▶ Exercise details:
Within the records below is a range that opens at the line with "Return one point per instance of the trackside" and closes at the line with "Return one point per instance of the apartment". Return that range word for word, both ends included, and only that range.

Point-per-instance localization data
----

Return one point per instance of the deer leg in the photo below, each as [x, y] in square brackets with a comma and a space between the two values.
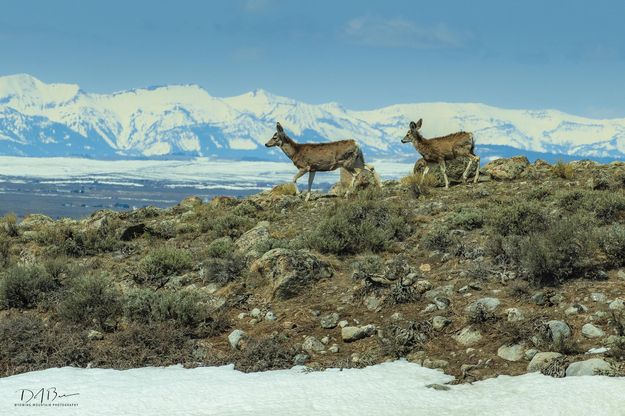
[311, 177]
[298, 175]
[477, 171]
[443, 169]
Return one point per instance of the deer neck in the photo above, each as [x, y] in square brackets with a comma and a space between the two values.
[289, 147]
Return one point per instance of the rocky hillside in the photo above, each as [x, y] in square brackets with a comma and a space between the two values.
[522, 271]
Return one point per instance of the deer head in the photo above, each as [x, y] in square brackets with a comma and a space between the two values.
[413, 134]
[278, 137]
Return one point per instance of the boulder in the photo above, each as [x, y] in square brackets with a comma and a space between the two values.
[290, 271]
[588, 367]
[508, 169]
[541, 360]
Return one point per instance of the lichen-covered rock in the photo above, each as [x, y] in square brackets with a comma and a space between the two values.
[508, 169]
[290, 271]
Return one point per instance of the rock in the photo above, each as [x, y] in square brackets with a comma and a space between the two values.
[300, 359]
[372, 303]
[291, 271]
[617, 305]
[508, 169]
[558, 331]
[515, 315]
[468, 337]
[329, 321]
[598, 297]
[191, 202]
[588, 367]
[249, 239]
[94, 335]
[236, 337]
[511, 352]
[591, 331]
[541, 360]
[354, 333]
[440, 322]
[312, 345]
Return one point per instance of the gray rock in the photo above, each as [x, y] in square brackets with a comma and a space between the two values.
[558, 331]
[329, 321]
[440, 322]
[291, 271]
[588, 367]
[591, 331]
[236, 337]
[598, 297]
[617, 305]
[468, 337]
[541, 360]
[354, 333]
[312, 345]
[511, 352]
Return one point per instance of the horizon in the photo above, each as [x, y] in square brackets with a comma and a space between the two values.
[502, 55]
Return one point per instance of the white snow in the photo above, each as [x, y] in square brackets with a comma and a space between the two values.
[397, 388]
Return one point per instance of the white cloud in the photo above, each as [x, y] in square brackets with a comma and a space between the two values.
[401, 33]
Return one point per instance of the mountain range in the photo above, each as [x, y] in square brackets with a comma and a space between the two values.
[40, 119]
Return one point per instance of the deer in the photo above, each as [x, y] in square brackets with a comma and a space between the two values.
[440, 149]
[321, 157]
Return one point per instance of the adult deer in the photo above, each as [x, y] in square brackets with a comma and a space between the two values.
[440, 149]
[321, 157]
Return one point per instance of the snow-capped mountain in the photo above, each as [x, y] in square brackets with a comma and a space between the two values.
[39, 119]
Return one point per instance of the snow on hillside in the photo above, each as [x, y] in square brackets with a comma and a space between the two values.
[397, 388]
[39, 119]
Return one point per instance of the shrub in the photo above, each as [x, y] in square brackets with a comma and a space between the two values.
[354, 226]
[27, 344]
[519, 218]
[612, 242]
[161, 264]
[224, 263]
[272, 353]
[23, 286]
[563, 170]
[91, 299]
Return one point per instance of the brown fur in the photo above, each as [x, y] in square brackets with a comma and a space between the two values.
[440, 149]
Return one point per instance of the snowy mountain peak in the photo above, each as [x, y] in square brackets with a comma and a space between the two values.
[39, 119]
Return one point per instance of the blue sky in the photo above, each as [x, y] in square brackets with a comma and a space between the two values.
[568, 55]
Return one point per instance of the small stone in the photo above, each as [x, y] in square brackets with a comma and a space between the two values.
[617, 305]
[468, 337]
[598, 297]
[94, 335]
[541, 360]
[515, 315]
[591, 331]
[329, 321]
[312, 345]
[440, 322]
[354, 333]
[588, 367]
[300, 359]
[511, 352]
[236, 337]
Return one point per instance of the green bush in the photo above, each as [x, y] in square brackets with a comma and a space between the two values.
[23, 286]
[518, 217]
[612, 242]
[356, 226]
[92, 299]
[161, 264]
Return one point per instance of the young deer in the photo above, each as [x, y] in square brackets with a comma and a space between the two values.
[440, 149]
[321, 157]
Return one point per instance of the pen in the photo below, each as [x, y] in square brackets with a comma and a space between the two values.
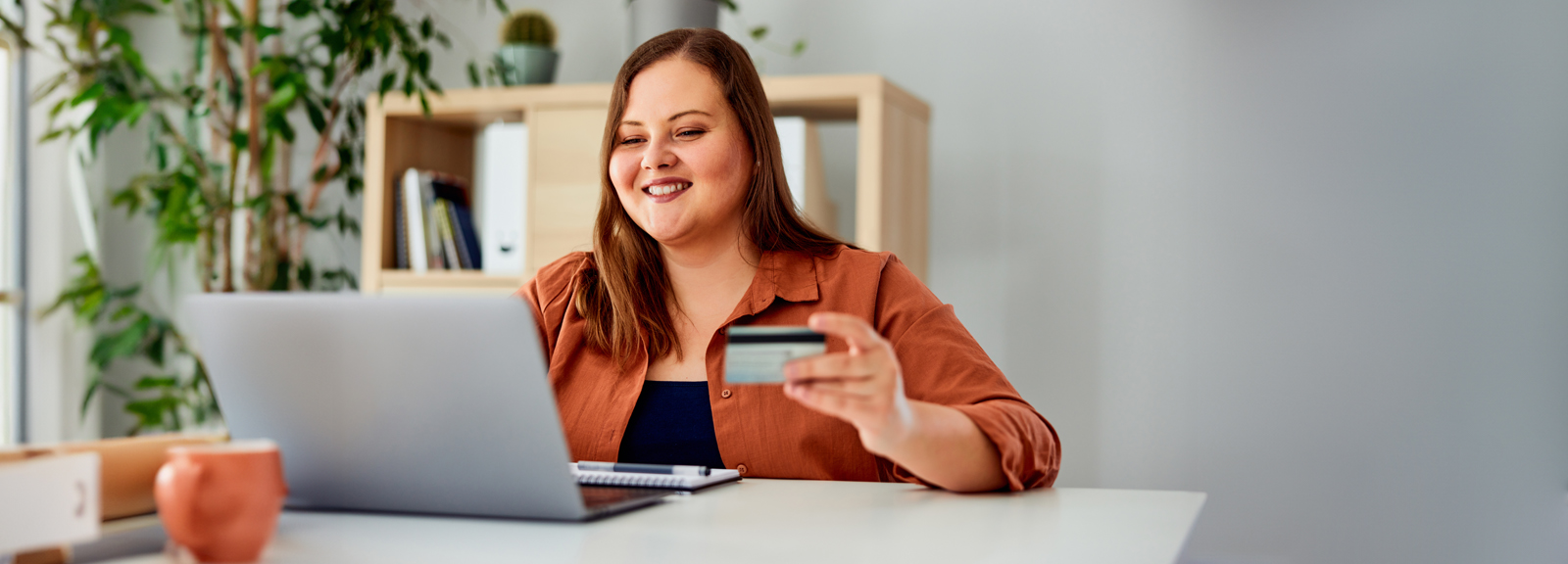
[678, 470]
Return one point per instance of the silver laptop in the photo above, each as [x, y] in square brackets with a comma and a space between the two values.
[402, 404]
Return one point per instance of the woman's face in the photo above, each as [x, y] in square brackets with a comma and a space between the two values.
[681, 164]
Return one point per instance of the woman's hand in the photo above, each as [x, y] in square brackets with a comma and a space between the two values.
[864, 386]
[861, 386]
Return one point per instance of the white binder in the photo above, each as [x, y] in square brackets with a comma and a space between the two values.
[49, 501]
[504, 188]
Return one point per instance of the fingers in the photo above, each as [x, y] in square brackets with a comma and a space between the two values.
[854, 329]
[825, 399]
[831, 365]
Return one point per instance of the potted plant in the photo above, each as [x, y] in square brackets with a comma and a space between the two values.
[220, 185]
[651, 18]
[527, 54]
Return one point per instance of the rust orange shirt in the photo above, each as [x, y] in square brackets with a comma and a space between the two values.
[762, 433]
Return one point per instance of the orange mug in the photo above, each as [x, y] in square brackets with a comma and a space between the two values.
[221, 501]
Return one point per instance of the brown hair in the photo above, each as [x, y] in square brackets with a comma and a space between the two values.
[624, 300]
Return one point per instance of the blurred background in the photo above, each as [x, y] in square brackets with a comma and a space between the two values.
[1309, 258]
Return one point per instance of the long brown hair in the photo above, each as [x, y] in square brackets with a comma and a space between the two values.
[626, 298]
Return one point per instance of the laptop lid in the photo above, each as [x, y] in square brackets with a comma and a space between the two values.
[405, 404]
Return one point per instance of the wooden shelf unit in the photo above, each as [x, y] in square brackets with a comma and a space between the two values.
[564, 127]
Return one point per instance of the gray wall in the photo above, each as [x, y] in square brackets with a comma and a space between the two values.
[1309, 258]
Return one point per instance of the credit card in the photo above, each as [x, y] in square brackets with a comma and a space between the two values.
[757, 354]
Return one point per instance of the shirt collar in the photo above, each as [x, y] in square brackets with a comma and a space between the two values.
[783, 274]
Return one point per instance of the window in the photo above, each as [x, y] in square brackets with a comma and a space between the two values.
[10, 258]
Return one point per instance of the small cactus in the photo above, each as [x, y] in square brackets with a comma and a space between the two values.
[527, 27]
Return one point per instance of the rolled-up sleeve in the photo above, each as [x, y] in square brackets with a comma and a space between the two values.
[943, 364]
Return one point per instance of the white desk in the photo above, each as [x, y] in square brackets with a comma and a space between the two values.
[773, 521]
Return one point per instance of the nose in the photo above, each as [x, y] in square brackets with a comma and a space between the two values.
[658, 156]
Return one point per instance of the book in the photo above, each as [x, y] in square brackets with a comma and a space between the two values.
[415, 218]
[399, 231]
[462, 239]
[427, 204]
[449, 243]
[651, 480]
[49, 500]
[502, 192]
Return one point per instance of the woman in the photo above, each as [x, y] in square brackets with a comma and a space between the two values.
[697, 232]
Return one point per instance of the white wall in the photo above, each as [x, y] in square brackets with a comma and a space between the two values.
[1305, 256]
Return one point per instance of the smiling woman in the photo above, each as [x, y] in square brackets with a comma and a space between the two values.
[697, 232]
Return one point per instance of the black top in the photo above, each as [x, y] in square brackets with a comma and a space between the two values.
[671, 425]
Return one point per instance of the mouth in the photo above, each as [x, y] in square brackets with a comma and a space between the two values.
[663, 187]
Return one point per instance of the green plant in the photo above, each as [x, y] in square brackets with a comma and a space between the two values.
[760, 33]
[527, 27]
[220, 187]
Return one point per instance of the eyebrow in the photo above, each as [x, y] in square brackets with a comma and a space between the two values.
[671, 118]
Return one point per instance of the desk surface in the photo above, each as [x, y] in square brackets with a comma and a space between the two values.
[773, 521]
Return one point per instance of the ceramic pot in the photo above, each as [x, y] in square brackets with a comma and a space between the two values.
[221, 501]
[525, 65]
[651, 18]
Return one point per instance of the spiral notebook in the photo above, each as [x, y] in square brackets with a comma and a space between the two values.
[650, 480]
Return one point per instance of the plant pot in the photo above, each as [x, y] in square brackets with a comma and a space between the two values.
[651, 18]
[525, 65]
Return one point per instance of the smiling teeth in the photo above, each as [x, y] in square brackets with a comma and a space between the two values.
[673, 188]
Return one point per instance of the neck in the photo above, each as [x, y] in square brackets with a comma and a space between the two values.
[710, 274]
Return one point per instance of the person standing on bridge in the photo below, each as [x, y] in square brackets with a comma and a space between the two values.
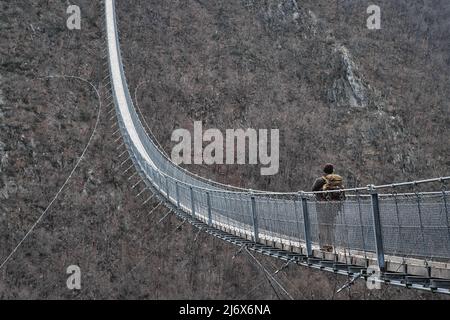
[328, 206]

----

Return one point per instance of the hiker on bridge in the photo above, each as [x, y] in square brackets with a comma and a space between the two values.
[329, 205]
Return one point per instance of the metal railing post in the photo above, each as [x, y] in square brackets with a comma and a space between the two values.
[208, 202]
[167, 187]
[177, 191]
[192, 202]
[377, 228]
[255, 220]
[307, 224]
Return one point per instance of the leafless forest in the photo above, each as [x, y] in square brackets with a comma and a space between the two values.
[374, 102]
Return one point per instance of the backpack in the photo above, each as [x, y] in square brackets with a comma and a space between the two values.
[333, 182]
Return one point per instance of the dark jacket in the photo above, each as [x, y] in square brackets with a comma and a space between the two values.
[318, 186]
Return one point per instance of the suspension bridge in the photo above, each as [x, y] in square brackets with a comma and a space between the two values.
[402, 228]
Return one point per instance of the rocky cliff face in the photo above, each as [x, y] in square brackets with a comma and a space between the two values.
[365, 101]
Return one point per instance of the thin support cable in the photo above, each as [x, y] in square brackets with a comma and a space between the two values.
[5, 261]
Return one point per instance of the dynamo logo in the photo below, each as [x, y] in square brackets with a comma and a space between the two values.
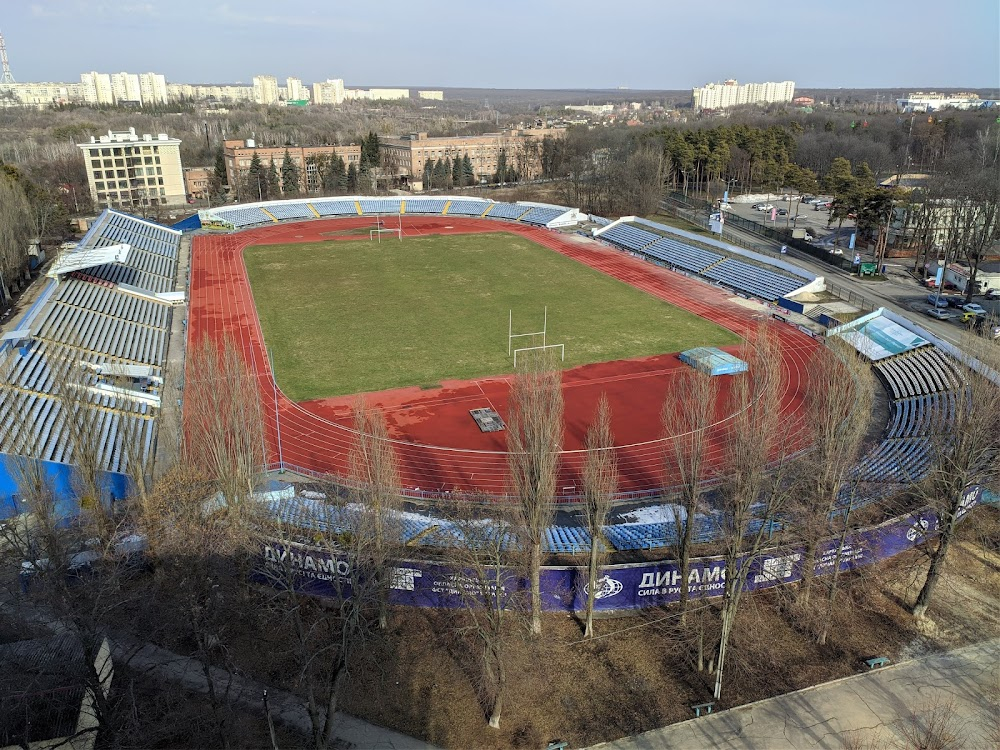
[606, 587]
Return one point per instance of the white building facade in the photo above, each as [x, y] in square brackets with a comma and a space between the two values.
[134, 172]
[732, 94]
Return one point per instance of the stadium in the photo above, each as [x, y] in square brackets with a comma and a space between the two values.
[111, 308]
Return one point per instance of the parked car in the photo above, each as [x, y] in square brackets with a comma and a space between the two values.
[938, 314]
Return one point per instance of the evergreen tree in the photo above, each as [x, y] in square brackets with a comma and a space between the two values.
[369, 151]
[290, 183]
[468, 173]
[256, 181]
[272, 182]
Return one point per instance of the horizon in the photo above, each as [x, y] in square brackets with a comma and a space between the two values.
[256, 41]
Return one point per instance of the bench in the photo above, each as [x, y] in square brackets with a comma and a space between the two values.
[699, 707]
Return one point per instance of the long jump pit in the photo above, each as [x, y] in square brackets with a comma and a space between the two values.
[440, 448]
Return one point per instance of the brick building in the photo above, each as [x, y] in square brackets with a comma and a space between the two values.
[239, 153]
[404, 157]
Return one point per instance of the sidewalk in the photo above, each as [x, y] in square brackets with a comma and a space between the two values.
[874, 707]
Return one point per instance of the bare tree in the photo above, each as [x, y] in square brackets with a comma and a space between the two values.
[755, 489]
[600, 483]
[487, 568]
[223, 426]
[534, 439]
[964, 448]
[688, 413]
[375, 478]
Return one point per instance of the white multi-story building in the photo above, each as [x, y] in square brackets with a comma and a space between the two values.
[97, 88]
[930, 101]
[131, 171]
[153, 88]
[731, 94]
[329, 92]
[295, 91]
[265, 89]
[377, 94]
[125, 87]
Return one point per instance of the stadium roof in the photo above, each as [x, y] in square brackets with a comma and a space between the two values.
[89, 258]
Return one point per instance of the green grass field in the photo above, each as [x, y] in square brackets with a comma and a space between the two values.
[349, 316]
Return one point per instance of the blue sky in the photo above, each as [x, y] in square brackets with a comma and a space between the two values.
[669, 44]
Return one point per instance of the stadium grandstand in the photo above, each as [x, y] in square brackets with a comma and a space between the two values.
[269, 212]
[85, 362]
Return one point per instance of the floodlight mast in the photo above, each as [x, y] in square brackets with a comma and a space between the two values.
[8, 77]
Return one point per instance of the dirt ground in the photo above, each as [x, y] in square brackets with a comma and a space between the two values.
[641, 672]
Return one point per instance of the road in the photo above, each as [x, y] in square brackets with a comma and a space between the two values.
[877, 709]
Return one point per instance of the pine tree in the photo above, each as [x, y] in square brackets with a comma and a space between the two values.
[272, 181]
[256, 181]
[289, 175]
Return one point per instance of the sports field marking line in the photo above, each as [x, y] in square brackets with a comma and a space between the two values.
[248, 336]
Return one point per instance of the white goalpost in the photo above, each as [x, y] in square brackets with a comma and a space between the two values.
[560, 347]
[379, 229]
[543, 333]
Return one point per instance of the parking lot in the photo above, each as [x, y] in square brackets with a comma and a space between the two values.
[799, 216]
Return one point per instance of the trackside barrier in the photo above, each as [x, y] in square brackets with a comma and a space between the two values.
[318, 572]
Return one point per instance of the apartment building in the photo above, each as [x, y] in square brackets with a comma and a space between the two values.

----

▶ The completed task:
Return one point per instance of the trackside barrier in the photo above, each as [x, y] in square brackets with a comma and a space between the two values.
[318, 572]
Return one point per instance of the apartment building in the photo above, each as [x, y] in square brackets with a comma and a space between the two values.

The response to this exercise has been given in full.